## 課題の内容
以下の項目のうち、「window」という語を含む行をすべて抜き出して示せ。大文字と小文字は区別する。

## データ部分
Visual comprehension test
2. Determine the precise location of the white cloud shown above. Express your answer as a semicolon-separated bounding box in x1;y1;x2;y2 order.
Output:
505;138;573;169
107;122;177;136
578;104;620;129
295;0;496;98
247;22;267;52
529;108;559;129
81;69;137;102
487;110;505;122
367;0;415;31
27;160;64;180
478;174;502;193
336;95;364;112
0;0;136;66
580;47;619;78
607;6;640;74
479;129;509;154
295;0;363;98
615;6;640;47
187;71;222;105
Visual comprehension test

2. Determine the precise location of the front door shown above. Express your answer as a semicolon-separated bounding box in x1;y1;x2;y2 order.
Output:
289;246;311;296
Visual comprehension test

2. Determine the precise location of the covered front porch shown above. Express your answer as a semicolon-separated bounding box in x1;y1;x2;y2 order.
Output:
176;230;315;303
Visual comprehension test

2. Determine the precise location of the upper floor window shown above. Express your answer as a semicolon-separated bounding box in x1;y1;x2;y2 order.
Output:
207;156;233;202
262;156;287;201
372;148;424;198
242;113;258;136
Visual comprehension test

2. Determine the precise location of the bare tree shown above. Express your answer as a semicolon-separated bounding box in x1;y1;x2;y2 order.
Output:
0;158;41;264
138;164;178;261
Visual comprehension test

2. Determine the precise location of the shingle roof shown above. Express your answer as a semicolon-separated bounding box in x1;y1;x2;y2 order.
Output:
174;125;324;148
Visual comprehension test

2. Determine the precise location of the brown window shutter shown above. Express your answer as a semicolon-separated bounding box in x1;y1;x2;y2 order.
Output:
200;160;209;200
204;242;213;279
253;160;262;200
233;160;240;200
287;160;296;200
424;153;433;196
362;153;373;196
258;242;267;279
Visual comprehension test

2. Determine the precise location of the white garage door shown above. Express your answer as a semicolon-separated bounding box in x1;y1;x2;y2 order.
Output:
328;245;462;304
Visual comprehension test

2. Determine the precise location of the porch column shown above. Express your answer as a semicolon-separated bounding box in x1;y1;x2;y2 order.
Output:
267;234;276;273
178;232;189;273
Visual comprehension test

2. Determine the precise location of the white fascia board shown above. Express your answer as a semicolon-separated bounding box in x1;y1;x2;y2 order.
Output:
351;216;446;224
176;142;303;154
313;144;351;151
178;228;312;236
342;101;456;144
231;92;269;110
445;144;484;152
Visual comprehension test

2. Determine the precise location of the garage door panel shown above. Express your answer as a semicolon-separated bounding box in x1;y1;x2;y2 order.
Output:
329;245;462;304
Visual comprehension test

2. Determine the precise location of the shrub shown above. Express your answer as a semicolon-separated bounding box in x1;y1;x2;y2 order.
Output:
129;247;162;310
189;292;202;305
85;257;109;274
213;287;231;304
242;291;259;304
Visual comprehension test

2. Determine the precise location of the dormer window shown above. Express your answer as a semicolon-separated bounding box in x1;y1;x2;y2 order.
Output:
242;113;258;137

## 回答
2. Determine the precise location of the upper floor window shown above. Express your answer as a semicolon-separated bounding box in x1;y1;x2;y2 order.
2. Determine the precise location of the brown window shutter shown above. Express your answer as a semicolon-separated bounding box in x1;y1;x2;y2 order.
2. Determine the precise location of the dormer window shown above. Express your answer as a semicolon-separated bounding box in x1;y1;x2;y2 order.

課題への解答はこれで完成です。